>>>>>

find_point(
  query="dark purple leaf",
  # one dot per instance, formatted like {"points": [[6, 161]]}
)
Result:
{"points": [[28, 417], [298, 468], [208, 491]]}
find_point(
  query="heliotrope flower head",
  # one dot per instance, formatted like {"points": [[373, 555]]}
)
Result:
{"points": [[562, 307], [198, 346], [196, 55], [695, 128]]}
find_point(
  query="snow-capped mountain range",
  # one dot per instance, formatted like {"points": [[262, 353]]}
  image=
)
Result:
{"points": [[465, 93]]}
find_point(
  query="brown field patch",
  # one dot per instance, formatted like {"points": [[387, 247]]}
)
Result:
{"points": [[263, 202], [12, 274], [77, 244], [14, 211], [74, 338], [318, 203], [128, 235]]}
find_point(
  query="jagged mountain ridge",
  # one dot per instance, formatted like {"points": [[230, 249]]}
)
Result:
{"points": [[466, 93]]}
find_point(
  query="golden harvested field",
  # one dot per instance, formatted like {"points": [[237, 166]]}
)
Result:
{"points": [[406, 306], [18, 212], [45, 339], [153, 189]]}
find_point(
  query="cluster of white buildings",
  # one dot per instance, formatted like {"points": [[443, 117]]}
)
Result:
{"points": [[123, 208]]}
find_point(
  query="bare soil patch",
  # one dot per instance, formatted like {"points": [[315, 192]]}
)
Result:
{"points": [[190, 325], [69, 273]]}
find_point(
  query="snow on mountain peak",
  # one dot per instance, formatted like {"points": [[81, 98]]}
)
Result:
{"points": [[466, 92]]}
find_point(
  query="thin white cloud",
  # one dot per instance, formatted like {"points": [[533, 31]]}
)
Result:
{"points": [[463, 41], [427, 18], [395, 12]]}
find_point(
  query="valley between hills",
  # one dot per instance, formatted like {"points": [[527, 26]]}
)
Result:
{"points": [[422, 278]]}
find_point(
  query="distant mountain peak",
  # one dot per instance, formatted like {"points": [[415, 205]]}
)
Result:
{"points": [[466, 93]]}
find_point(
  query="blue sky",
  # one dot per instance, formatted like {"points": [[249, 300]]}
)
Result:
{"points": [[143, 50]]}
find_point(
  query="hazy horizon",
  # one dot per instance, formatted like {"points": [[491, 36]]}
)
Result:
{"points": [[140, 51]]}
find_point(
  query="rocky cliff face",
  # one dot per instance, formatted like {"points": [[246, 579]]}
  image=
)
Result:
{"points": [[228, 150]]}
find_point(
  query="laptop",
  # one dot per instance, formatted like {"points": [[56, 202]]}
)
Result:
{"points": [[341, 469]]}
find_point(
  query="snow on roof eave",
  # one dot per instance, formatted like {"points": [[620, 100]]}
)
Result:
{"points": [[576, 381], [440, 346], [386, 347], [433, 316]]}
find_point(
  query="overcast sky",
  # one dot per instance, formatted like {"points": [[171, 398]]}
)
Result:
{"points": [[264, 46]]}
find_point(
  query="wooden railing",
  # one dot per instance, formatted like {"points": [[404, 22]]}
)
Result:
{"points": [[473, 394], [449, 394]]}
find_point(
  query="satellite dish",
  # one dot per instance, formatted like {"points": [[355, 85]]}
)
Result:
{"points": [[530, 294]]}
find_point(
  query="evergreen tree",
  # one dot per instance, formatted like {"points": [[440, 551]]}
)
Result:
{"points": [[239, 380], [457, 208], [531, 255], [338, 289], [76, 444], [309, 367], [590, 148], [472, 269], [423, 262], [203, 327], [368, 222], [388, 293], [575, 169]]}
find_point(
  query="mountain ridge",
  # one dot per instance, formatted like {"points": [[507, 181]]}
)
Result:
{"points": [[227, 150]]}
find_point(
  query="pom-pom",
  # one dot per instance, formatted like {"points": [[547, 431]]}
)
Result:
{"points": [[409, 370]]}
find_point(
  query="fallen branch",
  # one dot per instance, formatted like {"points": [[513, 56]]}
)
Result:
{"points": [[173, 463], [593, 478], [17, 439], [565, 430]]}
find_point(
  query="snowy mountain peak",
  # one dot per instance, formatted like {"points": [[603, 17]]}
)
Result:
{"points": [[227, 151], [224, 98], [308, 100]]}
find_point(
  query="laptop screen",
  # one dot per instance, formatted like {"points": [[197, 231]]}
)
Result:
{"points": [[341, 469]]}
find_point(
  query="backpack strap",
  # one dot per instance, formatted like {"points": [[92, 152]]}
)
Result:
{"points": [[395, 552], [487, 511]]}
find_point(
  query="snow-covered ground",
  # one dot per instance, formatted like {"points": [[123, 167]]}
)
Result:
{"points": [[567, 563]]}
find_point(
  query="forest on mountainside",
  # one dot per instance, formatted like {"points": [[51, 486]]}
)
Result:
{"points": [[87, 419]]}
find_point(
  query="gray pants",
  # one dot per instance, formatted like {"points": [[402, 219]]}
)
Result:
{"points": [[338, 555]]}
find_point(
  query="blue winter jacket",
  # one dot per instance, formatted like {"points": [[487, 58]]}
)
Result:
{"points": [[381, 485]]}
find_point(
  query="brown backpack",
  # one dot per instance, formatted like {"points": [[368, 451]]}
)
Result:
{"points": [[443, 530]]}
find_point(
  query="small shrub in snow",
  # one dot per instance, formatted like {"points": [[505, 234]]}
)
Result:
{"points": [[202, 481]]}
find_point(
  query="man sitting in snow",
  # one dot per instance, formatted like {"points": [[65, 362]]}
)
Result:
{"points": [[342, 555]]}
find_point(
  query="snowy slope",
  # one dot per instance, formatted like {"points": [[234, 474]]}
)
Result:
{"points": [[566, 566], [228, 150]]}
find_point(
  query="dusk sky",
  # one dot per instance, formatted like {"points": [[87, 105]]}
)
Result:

<<<<<

[HOW TO COMPLETE THIS TASK]: Count the lines of the data that hold the string "blue", and give that number as the entire reply.

[OUTPUT FOR THIS EXERCISE]: 2